AIM>
Reproduce the stretch of the Python inheritance tutorial from "Try out using" through "hold of this.".

SOURCE DOCUMENT>
Inheritance

Inheritance allows you to reuse code by creating a hierarchy of classes. Let's say that you wanted to create two classes, one for baseball teams and one for football teams. There are going to be some attributes that are common between those classes.

To save code, you might want to create a parent class that's for sports teams in general. It might have things that are common between baseball and football teams.

class Sports:
    def __init__(self, name, city):
        self.name = name
        self.city = city
    
    def go_team(self):
        print("""Let's go {} from the great city of {}.""".format(
          self.name,
          self.city))

You can then pass Sports as an argument to new classes for both Baseball and Football and it will inherit its attributes and methods:

class Baseball(Sports):
    def homerun(self):
        print("We hit a homerun!")

class Football(Sports):
    def touchdown(self):
        print("We scored a touchdown!")

Try out using the go_team() method from the Sports class after initializing an object using the Baseball class:

redsox = Baseball("Redsox", "Boston")
redsox.go_team()

Using super()

You can access the parent's class's method directly in the child's class by using super(). We are going to run away from our sports and baseball example to get a better hold of this.

Imagine that you have a parent class for rectangles and child class for squares (since a square is just a special type of rectangle):

class Rectangle:
    def __init__(self, length, width):
        self.length = length
        self.width = width

    def area(self):
        return self.length * self.width
        
class Square:
    def __init__(self, length_sq):
        self.length_sq = length_sq

    def area(self):
        return self.length_sq * self.length_sq

The area() methods are very similar for both of these, and we could simplify this with super().

[Data listing]
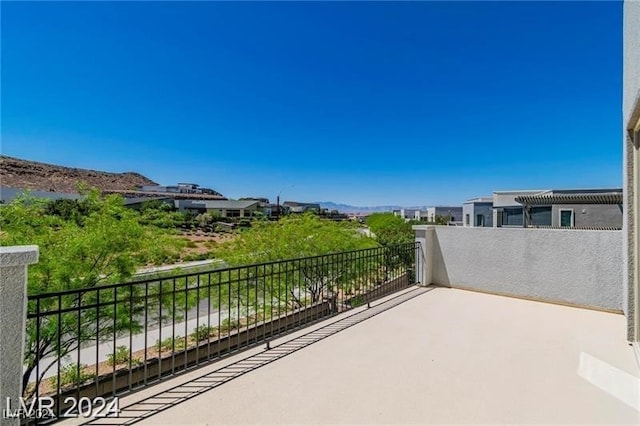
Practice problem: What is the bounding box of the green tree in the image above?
[216,213,379,312]
[0,190,186,391]
[365,213,414,246]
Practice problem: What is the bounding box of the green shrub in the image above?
[156,336,187,352]
[220,318,240,331]
[190,325,216,342]
[107,346,138,367]
[51,364,96,388]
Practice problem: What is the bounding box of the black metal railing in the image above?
[23,243,421,418]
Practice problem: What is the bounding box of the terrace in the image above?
[63,287,640,425]
[2,226,640,425]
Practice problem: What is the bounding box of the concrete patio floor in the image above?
[71,287,640,425]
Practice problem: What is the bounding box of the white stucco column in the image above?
[0,246,38,426]
[412,225,436,285]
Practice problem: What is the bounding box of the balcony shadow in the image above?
[82,287,433,425]
[431,232,451,288]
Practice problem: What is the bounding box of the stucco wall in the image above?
[551,204,622,228]
[462,203,493,227]
[414,226,622,312]
[622,0,640,340]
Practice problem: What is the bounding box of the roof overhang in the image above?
[515,192,622,206]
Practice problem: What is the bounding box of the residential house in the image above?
[462,197,493,227]
[175,200,261,218]
[493,188,622,229]
[0,186,83,204]
[493,189,544,228]
[134,182,222,196]
[516,188,623,229]
[393,208,421,220]
[282,201,322,213]
[124,197,175,210]
[426,206,462,225]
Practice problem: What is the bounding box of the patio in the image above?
[67,286,640,425]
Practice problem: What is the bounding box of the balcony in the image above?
[63,286,640,425]
[5,226,640,425]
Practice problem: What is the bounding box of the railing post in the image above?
[0,246,38,426]
[412,225,436,285]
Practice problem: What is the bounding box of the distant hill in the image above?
[0,155,157,192]
[318,201,426,213]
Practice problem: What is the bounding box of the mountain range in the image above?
[318,201,427,213]
[0,155,425,213]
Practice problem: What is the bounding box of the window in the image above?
[560,209,574,227]
[502,207,523,226]
[530,206,551,226]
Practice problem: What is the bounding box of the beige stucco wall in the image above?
[414,226,623,312]
[622,0,640,340]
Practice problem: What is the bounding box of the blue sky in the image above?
[1,2,622,206]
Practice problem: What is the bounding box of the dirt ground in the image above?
[180,232,236,255]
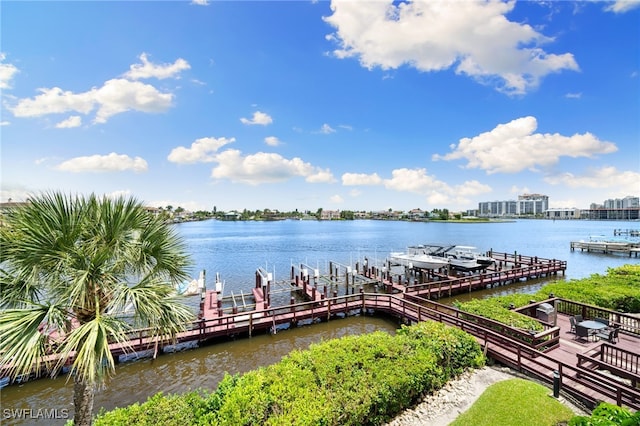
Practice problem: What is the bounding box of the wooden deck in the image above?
[570,241,640,257]
[0,250,640,410]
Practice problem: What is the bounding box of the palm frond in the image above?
[60,315,129,385]
[0,305,51,379]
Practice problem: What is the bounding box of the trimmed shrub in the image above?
[96,322,485,426]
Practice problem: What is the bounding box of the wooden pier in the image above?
[5,253,640,410]
[571,241,640,257]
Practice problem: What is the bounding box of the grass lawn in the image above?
[450,379,574,426]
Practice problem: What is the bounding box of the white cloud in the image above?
[9,79,173,123]
[264,136,282,146]
[0,53,19,89]
[544,166,640,195]
[433,117,618,174]
[324,0,579,95]
[167,138,235,164]
[320,123,336,135]
[56,115,82,129]
[124,53,191,80]
[342,168,491,205]
[95,79,173,123]
[8,53,189,123]
[211,149,340,185]
[240,111,273,126]
[604,0,640,13]
[342,173,382,186]
[56,152,148,173]
[9,87,96,117]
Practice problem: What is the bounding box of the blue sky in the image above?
[0,0,640,211]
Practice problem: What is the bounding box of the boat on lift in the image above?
[389,246,449,269]
[445,246,496,266]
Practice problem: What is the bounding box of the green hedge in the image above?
[538,265,640,313]
[568,402,640,426]
[95,322,485,426]
[454,265,640,331]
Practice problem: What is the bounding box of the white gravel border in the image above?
[387,366,590,426]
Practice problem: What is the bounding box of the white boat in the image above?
[446,246,496,266]
[389,246,449,269]
[408,244,493,271]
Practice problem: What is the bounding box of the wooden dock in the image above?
[5,253,640,410]
[571,241,640,257]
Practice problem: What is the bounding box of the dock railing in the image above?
[547,297,640,336]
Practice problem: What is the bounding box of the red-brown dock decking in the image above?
[6,253,640,410]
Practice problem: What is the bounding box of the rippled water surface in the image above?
[0,220,640,425]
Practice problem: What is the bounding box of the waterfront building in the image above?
[544,207,581,220]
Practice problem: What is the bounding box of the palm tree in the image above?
[0,192,193,425]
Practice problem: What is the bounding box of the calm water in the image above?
[0,220,640,424]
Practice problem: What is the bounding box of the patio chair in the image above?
[574,324,591,341]
[596,328,618,345]
[594,318,609,327]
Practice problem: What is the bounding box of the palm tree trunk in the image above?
[73,376,94,426]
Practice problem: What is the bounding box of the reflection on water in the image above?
[0,220,640,425]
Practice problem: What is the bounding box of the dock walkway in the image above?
[5,253,640,410]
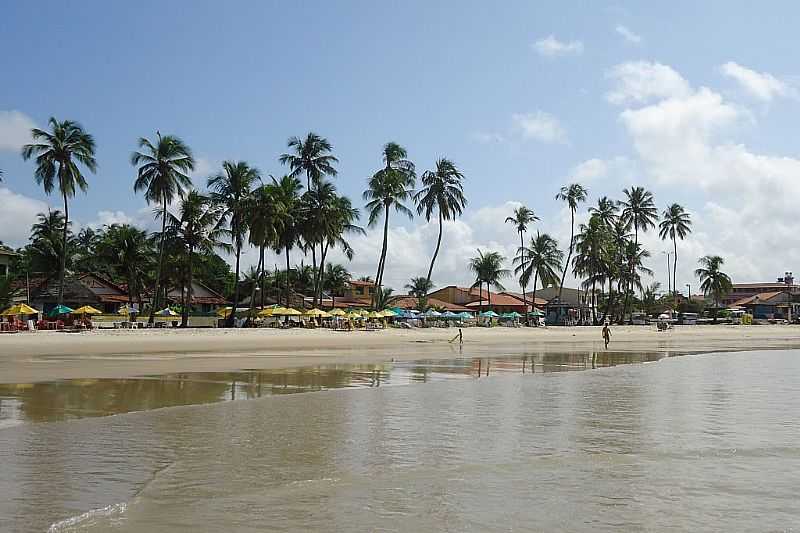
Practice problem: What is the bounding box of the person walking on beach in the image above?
[603,323,611,350]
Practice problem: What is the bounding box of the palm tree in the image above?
[589,196,619,228]
[280,132,339,191]
[469,248,511,311]
[280,132,339,303]
[514,232,564,318]
[414,158,467,288]
[208,161,261,327]
[506,205,539,324]
[322,264,352,307]
[168,190,227,328]
[22,117,97,305]
[556,183,589,302]
[690,255,733,322]
[658,204,692,300]
[97,224,153,312]
[272,176,306,307]
[363,142,416,304]
[131,131,195,324]
[248,184,281,315]
[315,190,365,303]
[620,187,658,317]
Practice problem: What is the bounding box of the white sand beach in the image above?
[0,325,800,383]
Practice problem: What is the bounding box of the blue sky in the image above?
[0,1,800,286]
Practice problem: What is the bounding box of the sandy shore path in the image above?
[0,326,800,383]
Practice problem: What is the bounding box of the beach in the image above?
[0,325,800,383]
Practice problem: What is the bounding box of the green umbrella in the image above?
[47,305,72,317]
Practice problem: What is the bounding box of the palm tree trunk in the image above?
[558,211,575,304]
[519,231,530,326]
[425,211,442,288]
[672,235,680,305]
[372,205,389,306]
[147,195,169,326]
[286,246,291,307]
[58,193,69,305]
[227,242,242,328]
[181,246,194,328]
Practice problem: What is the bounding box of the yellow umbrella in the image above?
[72,305,103,315]
[0,304,39,316]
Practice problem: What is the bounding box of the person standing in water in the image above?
[603,324,611,350]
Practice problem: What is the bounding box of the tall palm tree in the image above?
[363,142,417,304]
[506,205,539,324]
[280,132,339,296]
[208,161,261,327]
[248,184,281,315]
[589,196,619,228]
[272,176,306,307]
[469,248,511,311]
[556,183,589,302]
[414,158,467,288]
[168,190,227,328]
[131,131,194,324]
[97,224,153,312]
[315,191,365,303]
[22,117,97,305]
[514,232,564,316]
[280,132,339,191]
[658,204,692,300]
[690,255,733,322]
[620,187,658,316]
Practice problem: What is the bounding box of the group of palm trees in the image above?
[469,183,731,324]
[10,118,476,325]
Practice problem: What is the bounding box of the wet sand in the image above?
[0,326,800,383]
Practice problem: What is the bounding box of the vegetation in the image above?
[22,117,97,305]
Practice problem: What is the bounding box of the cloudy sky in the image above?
[0,0,800,294]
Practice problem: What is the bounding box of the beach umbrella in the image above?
[47,304,72,317]
[72,305,103,315]
[0,304,39,316]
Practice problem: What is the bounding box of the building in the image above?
[722,272,800,306]
[342,279,375,301]
[0,245,19,276]
[731,291,798,320]
[389,296,475,313]
[167,280,228,313]
[428,285,533,315]
[25,273,130,314]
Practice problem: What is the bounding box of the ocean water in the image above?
[0,351,800,532]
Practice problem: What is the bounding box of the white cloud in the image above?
[0,187,47,248]
[606,61,690,104]
[0,110,36,152]
[531,35,583,57]
[608,64,800,290]
[614,24,642,44]
[720,61,797,102]
[511,111,567,143]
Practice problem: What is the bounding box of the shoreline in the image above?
[0,325,800,383]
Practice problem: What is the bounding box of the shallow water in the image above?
[0,351,800,532]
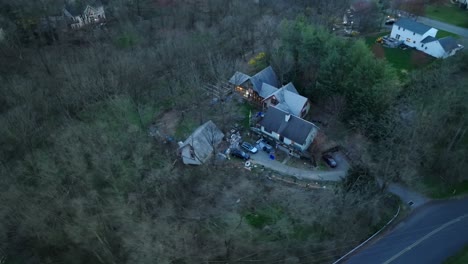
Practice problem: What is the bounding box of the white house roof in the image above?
[281,82,299,94]
[229,71,250,85]
[264,83,307,116]
[395,18,432,35]
[421,36,437,43]
[259,83,278,98]
[439,37,459,52]
[250,66,279,93]
[260,107,318,145]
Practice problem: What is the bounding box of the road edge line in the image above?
[333,206,400,264]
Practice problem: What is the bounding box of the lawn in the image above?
[444,246,468,264]
[364,32,436,72]
[426,1,468,28]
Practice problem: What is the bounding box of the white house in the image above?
[390,18,437,47]
[262,83,310,117]
[259,106,318,151]
[229,66,310,117]
[390,18,463,58]
[63,0,106,29]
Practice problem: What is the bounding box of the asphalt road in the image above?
[344,197,468,264]
[417,17,468,38]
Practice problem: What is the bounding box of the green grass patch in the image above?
[244,207,284,229]
[291,223,331,241]
[364,32,436,73]
[436,29,460,38]
[444,245,468,264]
[425,4,468,28]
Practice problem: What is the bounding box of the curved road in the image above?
[345,197,468,264]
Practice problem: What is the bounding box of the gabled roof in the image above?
[281,82,299,94]
[260,107,318,145]
[439,36,459,52]
[395,18,432,35]
[421,36,437,43]
[250,66,279,94]
[229,71,250,85]
[259,83,278,98]
[264,83,307,116]
[179,120,224,165]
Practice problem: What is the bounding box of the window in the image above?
[271,96,279,105]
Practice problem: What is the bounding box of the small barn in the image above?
[179,120,224,165]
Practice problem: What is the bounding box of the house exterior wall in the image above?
[417,41,446,58]
[260,126,317,151]
[301,100,310,118]
[421,28,439,40]
[390,24,437,48]
[83,6,106,24]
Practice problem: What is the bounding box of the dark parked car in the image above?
[322,154,338,168]
[257,139,273,153]
[231,149,250,160]
[241,141,258,153]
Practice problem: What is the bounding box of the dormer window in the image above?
[271,96,279,105]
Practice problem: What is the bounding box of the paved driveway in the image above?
[250,151,348,181]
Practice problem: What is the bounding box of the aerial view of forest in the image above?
[0,0,468,264]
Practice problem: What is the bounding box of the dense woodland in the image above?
[0,0,468,264]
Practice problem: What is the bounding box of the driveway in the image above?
[250,151,348,181]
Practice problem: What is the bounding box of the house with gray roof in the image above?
[63,0,106,29]
[229,66,280,104]
[263,83,310,117]
[178,120,224,165]
[229,66,310,117]
[259,106,318,152]
[390,18,463,58]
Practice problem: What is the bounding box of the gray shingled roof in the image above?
[229,72,250,85]
[250,66,279,94]
[260,107,318,145]
[439,37,458,52]
[259,83,278,98]
[421,36,437,43]
[395,18,432,35]
[262,83,307,116]
[281,82,299,94]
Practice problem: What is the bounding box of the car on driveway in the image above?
[257,138,273,153]
[322,154,338,168]
[231,149,250,160]
[241,141,258,154]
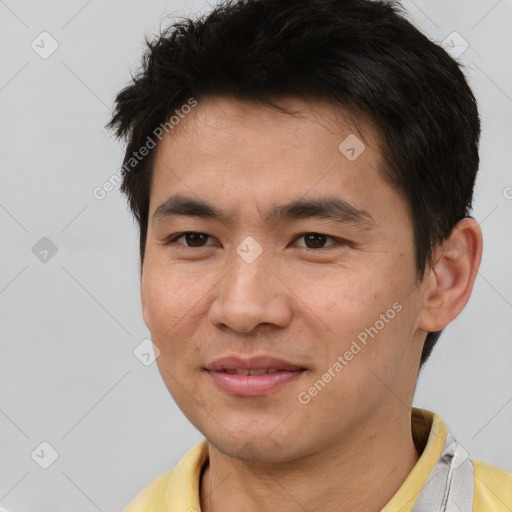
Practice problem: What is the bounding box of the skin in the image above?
[141,98,482,512]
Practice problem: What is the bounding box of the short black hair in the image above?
[108,0,480,368]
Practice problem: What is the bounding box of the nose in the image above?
[209,253,293,333]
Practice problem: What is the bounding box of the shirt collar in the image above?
[158,407,449,512]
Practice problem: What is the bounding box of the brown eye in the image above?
[169,231,210,247]
[298,233,336,249]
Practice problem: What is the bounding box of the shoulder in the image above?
[472,460,512,512]
[123,469,174,512]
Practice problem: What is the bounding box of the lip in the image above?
[205,355,305,372]
[205,356,307,396]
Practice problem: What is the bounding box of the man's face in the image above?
[141,98,425,461]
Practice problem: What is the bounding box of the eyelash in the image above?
[165,231,349,252]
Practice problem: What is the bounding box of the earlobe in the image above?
[418,217,483,332]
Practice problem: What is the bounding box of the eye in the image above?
[296,233,340,250]
[167,231,215,248]
[166,231,343,250]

TASK RESULT>
Try out using the go_team() method from the Sports class after initializing an object using the Baseball class:

redsox = Baseball("Redsox", "Boston")
redsox.go_team()

Using super()

You can access the parent's class's method directly in the child's class by using super(). We are going to run away from our sports and baseball example to get a better hold of this.